▶ **Written instruction 1**: Reproduce the stretch from "The 1876 United" through "John S. Richardson." in the article on South Carolina's 1876 House elections.

▶ **Text shown**:
= 1876 United States House of Representatives elections in South Carolina =

The 1876 United States House of Representatives elections in South Carolina were held on November 7, 1876, to select five Representatives for two-year terms from the state of South Carolina. Two incumbents were re-elected, one was defeated for re-election, and the Democrats picked up one of the two open seats from the Republicans. The composition of the state delegation after the election was three Republicans and two Democrats.

==1st congressional district==
Incumbent Republican Congressman Joseph Rainey of the 1st congressional district, in office since 1870, defeated Democratic challenger John S. Richardson.

===General election results===

South Carolina's 1st congressional district election results, 1876
| Party |  | Candidate | Votes | % | ±% |
|---|---|---|---|---|---|
|  | Republican | Joseph Rainey (incumbent) | 18,180 | 52.2 | +0.8 |
|  | Democratic | John S. Richardson | 16,661 | 47.8 | −0.8 |
|  | No party | Write-Ins | 1 | 0.0 | 0.0 |
| Majority |  |  | 1,519 | 4.4 | +1.6 |
| Turnout |  |  | 34,842 |  |  |
|  | Republican hold |  |  |  |  |

==2nd congressional district special election==
The Congress declared the seat for the 2nd congressional district vacant on July 19, 1876, after Charles W. Buttz successfully contested the 1874 election. A special election was called to be held simultaneously with the regular election. Charles W. Buttz was nominated by the Republicans and he defeated Democrat Michael P. O'Connor in the special election.

▶ **Data rows**:
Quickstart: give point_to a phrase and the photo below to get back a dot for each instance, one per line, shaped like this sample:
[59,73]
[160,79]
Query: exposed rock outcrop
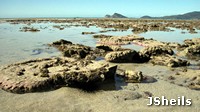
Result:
[169,61]
[127,56]
[77,51]
[44,74]
[156,50]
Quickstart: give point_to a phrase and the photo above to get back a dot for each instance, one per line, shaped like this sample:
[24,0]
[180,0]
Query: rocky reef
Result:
[49,73]
[77,51]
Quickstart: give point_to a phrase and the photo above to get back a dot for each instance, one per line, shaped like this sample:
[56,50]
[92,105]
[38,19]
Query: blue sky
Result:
[95,8]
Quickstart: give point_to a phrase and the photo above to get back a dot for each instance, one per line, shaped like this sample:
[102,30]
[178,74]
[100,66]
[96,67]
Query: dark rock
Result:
[156,50]
[133,76]
[126,56]
[77,51]
[37,77]
[169,61]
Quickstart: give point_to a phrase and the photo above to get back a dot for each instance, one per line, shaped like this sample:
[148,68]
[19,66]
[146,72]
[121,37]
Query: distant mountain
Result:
[115,15]
[190,15]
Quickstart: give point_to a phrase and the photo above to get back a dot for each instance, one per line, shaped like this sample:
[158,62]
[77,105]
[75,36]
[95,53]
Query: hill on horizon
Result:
[115,15]
[190,15]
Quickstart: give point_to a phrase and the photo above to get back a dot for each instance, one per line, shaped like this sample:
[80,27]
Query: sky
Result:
[95,8]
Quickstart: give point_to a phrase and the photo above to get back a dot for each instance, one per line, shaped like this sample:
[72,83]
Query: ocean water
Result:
[172,36]
[16,46]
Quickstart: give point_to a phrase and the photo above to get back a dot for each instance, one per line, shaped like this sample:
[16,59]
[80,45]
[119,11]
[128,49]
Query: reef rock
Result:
[169,61]
[123,56]
[156,50]
[77,51]
[133,76]
[48,73]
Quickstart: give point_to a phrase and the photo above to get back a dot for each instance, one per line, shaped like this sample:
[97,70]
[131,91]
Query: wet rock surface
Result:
[190,49]
[77,51]
[169,61]
[49,73]
[127,56]
[156,50]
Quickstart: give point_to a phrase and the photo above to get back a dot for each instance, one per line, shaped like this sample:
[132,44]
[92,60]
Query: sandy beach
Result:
[146,67]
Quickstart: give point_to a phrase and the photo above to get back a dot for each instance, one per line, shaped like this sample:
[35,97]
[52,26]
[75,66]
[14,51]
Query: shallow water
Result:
[17,46]
[172,36]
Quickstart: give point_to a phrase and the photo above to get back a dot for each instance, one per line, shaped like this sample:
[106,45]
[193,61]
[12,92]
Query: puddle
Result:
[175,36]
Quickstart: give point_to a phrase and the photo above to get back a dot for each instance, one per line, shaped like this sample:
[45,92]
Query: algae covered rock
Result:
[169,61]
[122,56]
[47,73]
[77,51]
[156,50]
[133,76]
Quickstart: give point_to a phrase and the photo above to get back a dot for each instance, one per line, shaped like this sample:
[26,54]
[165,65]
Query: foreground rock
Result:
[133,76]
[190,48]
[156,50]
[192,51]
[44,74]
[77,51]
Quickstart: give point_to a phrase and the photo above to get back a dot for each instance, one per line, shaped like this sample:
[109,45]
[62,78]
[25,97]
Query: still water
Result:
[17,46]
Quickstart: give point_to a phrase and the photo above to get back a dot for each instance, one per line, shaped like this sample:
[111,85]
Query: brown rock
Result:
[64,71]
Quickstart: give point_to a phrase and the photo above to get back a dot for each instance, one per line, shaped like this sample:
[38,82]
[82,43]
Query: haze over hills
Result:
[190,15]
[115,15]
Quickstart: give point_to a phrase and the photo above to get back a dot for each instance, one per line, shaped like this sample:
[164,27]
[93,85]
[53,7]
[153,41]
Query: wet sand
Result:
[130,98]
[116,96]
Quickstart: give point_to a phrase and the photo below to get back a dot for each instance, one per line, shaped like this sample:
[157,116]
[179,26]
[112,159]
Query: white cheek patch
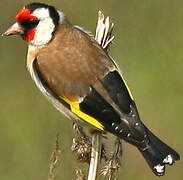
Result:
[41,13]
[43,33]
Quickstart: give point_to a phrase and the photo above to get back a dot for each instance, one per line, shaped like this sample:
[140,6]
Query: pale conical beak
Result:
[15,29]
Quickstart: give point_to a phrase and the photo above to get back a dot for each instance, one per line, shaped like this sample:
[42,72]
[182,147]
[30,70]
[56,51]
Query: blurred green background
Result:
[148,46]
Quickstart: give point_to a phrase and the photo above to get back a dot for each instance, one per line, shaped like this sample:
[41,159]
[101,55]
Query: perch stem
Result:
[95,156]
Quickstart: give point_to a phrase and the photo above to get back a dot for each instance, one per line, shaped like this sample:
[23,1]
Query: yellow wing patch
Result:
[76,110]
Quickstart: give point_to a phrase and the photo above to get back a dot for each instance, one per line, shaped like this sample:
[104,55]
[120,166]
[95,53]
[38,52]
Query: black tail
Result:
[158,154]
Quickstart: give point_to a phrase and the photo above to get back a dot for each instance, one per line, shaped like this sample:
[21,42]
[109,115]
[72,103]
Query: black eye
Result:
[30,24]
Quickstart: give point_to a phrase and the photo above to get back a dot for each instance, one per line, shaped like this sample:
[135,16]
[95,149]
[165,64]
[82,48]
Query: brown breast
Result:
[72,62]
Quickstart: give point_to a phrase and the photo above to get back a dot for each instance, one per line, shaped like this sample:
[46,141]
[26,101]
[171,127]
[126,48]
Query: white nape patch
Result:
[168,160]
[61,16]
[84,30]
[159,168]
[44,29]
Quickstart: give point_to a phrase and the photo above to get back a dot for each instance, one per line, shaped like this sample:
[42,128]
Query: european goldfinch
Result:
[82,81]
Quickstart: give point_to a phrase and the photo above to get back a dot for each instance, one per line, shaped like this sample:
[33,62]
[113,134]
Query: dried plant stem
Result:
[95,156]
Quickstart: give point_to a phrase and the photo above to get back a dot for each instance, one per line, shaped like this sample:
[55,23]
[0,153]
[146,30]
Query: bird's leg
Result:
[113,162]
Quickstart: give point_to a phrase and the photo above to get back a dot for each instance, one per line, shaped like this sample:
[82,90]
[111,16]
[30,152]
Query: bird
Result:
[83,82]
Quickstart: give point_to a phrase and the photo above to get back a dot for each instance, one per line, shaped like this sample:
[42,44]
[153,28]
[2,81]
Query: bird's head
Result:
[36,23]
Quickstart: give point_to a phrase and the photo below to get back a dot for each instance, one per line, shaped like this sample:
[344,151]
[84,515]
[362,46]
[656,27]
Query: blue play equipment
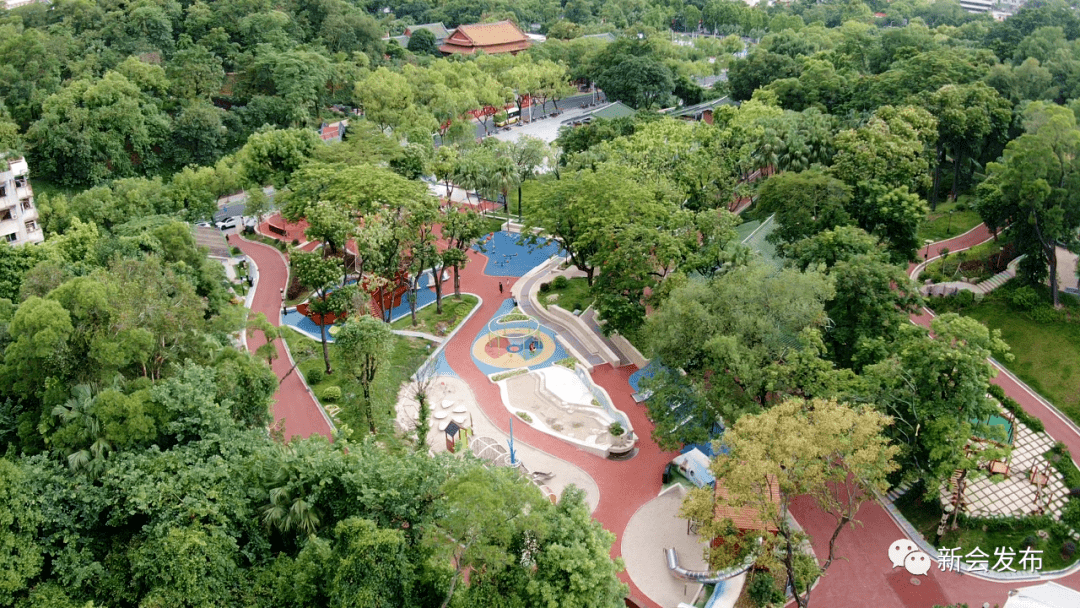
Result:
[509,255]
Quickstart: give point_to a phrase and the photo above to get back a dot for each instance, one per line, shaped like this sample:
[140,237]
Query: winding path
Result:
[293,402]
[624,485]
[860,577]
[863,577]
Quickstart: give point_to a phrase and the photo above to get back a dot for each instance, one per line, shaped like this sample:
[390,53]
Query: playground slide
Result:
[701,576]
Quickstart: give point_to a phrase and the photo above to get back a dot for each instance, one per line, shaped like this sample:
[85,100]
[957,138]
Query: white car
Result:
[228,224]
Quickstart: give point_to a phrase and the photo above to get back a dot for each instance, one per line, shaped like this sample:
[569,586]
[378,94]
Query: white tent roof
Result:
[1047,595]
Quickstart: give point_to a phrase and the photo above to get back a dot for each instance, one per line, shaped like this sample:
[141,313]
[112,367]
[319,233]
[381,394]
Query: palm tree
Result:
[287,513]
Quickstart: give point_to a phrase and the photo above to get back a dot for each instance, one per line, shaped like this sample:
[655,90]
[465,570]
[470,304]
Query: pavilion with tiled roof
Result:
[745,517]
[501,37]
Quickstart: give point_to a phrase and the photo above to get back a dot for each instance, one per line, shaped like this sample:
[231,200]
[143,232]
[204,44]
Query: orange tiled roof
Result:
[501,37]
[745,517]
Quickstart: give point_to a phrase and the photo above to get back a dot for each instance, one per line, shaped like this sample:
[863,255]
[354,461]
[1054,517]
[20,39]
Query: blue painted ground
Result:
[503,309]
[424,296]
[510,256]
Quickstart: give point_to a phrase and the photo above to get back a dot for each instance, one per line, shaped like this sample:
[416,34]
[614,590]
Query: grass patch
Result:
[403,361]
[430,322]
[576,295]
[948,220]
[987,534]
[948,269]
[1053,372]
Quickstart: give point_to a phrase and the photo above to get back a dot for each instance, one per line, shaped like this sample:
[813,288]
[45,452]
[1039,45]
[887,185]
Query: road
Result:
[863,577]
[571,102]
[293,403]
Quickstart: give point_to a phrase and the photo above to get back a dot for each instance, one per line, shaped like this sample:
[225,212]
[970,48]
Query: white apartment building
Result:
[18,217]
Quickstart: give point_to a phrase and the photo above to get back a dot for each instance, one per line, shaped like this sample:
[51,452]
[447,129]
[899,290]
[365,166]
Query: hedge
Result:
[1010,404]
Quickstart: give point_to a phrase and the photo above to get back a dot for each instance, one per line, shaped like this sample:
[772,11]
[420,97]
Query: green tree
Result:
[1033,190]
[969,118]
[422,42]
[95,130]
[486,509]
[21,556]
[462,227]
[934,387]
[366,345]
[270,157]
[319,274]
[806,203]
[834,454]
[759,324]
[528,154]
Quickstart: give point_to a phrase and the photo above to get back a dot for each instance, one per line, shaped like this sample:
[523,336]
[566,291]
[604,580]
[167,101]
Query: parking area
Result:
[212,239]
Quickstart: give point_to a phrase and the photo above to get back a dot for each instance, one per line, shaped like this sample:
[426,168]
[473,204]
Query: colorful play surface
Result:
[509,255]
[499,349]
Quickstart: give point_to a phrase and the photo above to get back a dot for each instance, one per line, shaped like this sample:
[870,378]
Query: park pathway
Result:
[624,485]
[293,402]
[864,576]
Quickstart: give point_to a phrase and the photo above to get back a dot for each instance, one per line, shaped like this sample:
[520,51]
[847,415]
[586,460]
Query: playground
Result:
[514,340]
[509,255]
[557,402]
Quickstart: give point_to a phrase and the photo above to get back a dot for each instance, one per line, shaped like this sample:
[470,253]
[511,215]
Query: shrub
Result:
[1062,460]
[1010,404]
[1070,515]
[763,590]
[1045,313]
[1024,298]
[1068,549]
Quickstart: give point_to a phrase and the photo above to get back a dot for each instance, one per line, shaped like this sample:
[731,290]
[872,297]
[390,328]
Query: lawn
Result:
[430,322]
[403,361]
[948,221]
[575,295]
[945,268]
[1013,534]
[1053,372]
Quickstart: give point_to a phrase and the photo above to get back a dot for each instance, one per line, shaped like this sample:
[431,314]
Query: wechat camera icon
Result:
[904,553]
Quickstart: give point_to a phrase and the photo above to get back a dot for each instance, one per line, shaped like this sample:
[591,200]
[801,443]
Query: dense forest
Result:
[140,463]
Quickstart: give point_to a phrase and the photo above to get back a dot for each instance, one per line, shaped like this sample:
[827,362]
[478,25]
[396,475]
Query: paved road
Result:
[863,578]
[293,403]
[571,102]
[624,486]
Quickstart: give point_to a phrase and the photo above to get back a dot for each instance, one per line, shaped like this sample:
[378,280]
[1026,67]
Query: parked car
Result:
[228,224]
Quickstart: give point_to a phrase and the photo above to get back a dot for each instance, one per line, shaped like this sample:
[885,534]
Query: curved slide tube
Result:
[701,576]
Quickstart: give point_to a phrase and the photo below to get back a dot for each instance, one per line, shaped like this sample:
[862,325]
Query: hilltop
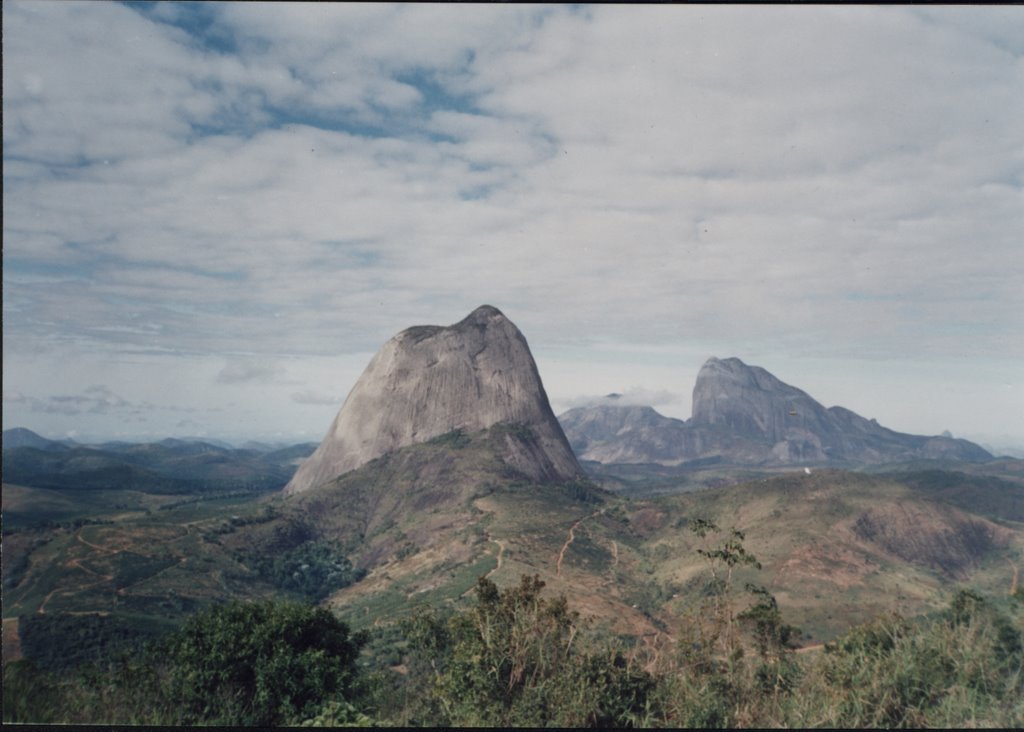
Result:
[742,415]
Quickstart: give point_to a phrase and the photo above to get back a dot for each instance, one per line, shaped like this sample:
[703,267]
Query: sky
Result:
[215,214]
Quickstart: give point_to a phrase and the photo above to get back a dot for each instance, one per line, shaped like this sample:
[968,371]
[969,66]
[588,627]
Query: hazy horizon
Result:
[215,213]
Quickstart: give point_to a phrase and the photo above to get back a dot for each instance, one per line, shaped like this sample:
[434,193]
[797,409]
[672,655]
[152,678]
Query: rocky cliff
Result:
[429,381]
[744,415]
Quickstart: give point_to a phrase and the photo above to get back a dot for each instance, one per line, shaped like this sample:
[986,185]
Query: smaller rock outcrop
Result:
[745,416]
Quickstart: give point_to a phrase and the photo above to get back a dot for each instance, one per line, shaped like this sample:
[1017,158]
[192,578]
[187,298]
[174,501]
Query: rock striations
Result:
[743,415]
[428,381]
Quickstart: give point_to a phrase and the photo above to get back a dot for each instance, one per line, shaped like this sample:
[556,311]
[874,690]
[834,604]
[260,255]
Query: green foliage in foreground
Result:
[264,663]
[312,570]
[518,658]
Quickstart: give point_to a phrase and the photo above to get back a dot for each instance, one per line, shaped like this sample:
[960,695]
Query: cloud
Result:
[241,371]
[631,397]
[96,399]
[306,179]
[315,398]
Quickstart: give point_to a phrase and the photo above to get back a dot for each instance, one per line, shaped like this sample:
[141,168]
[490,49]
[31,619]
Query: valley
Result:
[445,483]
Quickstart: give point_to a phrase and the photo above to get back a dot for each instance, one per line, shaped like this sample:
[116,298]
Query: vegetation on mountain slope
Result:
[515,657]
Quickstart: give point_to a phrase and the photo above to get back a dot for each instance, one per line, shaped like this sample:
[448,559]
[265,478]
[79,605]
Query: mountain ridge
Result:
[747,416]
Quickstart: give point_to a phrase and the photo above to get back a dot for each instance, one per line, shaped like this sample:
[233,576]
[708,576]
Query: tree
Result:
[515,659]
[261,663]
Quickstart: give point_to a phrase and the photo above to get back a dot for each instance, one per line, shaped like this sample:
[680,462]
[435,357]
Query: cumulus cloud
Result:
[315,398]
[241,371]
[631,397]
[96,399]
[306,179]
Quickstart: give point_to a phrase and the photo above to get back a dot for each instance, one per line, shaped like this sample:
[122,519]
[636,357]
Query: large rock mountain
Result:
[429,381]
[744,415]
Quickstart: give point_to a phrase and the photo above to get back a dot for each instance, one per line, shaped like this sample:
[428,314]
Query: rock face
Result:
[744,415]
[428,381]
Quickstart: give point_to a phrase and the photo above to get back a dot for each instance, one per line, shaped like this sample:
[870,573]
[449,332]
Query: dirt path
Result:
[11,641]
[568,541]
[501,554]
[808,649]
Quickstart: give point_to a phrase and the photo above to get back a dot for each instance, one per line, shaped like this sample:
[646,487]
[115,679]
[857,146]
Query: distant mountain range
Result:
[170,466]
[744,416]
[431,380]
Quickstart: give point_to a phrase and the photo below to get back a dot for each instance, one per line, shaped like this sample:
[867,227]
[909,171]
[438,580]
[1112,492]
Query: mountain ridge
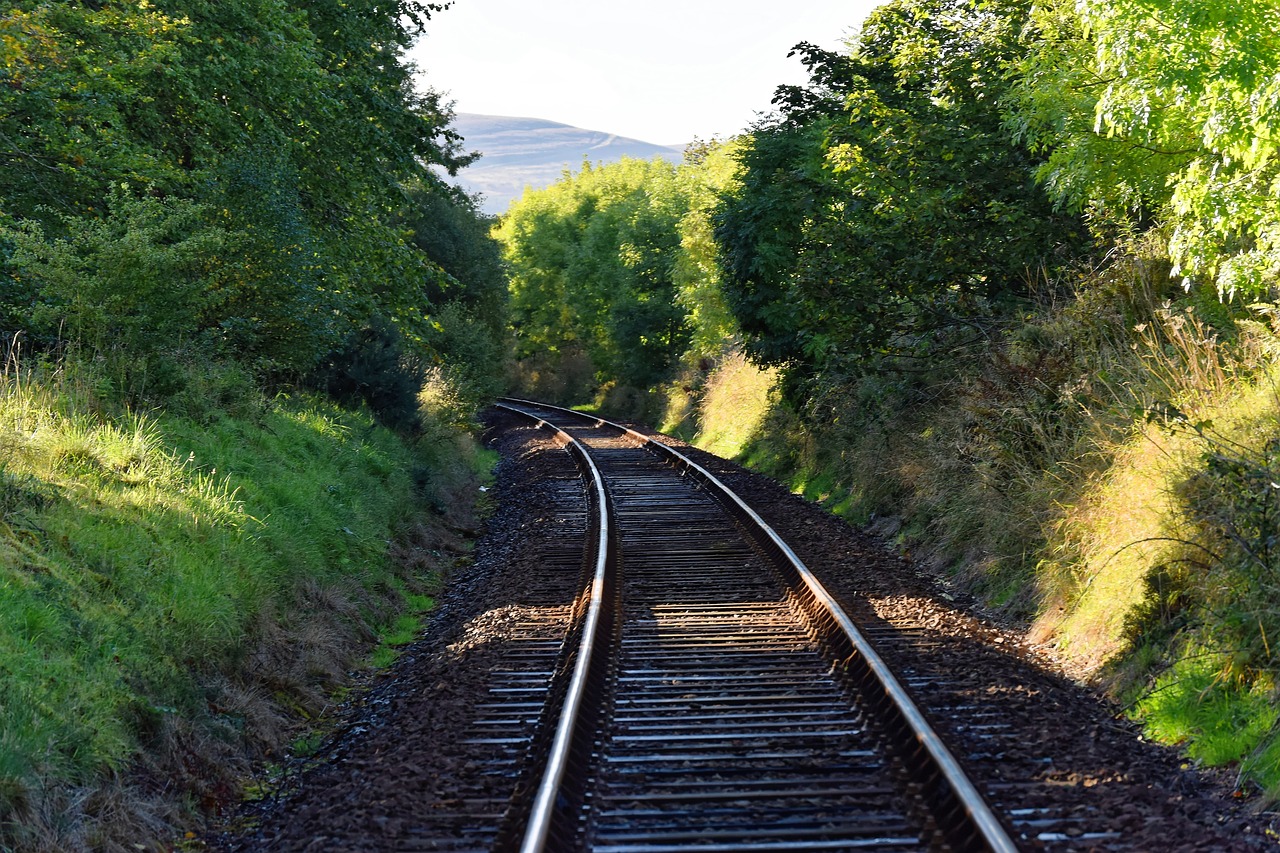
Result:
[524,151]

▶ **Written instruction 2**: Identify each line of the listing that contains the string "outcrop".

▶ **Full response 1**:
The 1876 United States House of Representatives elections in South Carolina were held on November 7, 1876, to select five Representatives for two-year terms from the state of South Carolina. Two incumbents were re-elected, one was defeated for re-election, and the Democrats picked up one of the two open seats from the Republicans. The composition of the state delegation after the election was three Republicans and two Democrats.

==1st congressional district==
Incumbent Republican Congressman Joseph Rainey of the 1st congressional district, in office since 1870, defeated Democratic challenger John S. Richardson.

▶ **Full response 2**:
Query: exposed rock outcrop
Query: smaller rock outcrop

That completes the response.